> _Provided text_:
Ask most people why they’re limiting their fat intake, and the answer is simple: because they don’t want to gain weight. But a diet high in fat does a lot more than just lead to a few extra pounds–more and more, an unhealthy diet is being linked to other, more pressing complications. Like, according to a new study, lower concentration and lower-quality sperm in men.
Published in Human Reproduction, the study was conducted at a fertility clinic by a researcher from Dartmouth, who asked men what they ate, and compared it to their sperm’s viability and quality. The study found that not only did the men who reported a fattier diet have a 38% lower sperm concentration than those who reported a low-fat diet, but also that the men with the highest levels of saturated fats in their bodies produced the lowest quality of little swimmers.
The study has some flaws–chiefly, that the data pool was small (only 99 candidates) and mostly Caucasian (almost 90%), which means it’s definitely by no means indicative of all men, everywhere. Additionally, the majority of the men in the study (much like the majority of the men in the country) were overweight or obese, which doesn’t make for a perfect control group. But, the researcher admits, the study didn’t take that into account–they focused just on the diet–even though, as NPR points out, previous studies have shown that obesity can lead to lower fertility rates in men, as well.
However, it does raise an interesting point: what you eat truly impacts every function of your body. And if a person’s diet is high in fat, it’s doing more than just impacting their waistline–it could be altering their body’s ability to do things like, you know, produce high-quality sperm.
There have been similar studies regarding female fertility, which have concluded that trans fats may lead to decreased potential for pregnancy. However, studies linking lifestyle and diet to aspects of health like fertility are still relatively fledgling. There was, however, a similar study earlier this week, which indicated that obese mothers are more likely to give birth to children with mental deficits.
Of course, not all mothers who carry extra weight while they carry a baby are also eating a diet that’s high in fat–there’s no evidence that that’s the case–but it is interesting that so much about our reproductive health and efficacy is contingent on the health and wellbeing of the rest of our body.
We spend a lot of time in our culture worrying about eating fat because it will make us fat. But a diet that’s high in saturated, trans, and other unhealthy fats is less problematic because of how it makes us look–healthy bodies come in all shapes and sizes–and more about our bodies’ ability to perform its basic functions.

> _Records shown_:
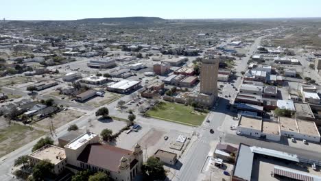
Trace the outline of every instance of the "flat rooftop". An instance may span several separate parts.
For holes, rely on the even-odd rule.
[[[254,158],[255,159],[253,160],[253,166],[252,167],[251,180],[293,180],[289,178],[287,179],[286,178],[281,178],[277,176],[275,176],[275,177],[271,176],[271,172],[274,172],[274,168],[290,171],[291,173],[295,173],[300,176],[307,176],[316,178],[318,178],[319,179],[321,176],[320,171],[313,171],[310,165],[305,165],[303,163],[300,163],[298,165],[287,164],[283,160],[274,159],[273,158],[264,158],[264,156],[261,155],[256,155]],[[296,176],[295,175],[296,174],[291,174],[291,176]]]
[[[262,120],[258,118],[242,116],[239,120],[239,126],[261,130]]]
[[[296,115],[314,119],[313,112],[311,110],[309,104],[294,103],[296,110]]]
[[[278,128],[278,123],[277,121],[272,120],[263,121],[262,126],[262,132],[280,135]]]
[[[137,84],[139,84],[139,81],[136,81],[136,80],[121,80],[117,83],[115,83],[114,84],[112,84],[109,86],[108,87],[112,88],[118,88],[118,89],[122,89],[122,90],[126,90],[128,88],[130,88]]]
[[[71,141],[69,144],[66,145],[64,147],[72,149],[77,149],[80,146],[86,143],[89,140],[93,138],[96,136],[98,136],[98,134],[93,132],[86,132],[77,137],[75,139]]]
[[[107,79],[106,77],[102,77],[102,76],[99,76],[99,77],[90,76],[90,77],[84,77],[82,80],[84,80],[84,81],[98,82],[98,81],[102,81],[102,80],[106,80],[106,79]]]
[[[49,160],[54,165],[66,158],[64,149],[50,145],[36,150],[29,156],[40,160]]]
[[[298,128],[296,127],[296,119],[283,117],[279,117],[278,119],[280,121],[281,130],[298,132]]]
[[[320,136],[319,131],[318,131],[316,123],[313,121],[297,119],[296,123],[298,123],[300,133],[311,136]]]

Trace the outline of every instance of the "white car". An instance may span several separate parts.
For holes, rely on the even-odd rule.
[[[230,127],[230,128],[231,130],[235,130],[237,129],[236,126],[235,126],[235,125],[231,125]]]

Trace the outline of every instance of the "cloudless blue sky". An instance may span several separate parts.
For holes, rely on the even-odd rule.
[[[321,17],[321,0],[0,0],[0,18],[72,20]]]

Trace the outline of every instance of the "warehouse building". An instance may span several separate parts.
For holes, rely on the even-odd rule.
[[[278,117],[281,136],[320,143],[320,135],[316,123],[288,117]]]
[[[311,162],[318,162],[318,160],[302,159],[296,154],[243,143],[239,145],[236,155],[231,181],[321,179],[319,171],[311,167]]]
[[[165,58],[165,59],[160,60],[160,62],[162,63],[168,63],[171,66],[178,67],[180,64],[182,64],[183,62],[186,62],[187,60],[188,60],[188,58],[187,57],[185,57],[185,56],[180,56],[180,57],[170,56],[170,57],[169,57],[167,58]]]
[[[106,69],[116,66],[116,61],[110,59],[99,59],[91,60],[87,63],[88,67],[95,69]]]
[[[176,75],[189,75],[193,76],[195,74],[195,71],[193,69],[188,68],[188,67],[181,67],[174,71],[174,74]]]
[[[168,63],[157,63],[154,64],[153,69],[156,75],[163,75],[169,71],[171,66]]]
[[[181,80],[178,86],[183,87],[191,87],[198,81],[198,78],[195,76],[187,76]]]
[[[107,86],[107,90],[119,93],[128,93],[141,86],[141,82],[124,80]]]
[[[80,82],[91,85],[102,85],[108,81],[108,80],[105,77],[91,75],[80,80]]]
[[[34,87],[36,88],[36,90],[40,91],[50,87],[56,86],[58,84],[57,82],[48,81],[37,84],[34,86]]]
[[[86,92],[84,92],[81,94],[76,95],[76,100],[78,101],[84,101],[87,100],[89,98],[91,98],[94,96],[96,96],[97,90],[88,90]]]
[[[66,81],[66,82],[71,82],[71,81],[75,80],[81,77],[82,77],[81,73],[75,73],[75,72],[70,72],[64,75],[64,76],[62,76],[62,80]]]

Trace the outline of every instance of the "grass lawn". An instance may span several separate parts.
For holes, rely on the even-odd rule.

--

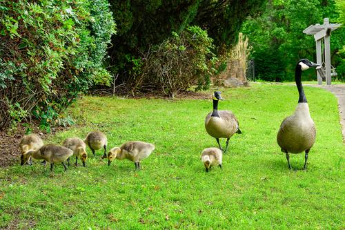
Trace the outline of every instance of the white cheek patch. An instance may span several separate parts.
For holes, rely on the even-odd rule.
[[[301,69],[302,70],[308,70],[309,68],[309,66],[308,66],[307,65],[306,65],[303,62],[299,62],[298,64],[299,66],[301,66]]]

> _Study questions_:
- A) Copy the passage of the diet and fertility article that begins at the words "We spend a lot" and stops after the words "its basic functions.".
- B) In the diet and fertility article, how much lower was the sperm concentration of men who reported a fattier diet than that of men who reported a low-fat diet?
- C) According to the diet and fertility article, why is the study by no means indicative of all men everywhere? Answer in one to three sentences.
Work from the diet and fertility article alone, not from the material.

> _Solution list_:
- A)
We spend a lot of time in our culture worrying about eating fat because it will make us fat. But a diet that’s high in saturated, trans, and other unhealthy fats is less problematic because of how it makes us look–healthy bodies come in all shapes and sizes–and more about our bodies’ ability to perform its basic functions.

- B) It was 38% lower.

- C) The study's data pool was small, with only 99 candidates. It was also mostly Caucasian, at almost 90%.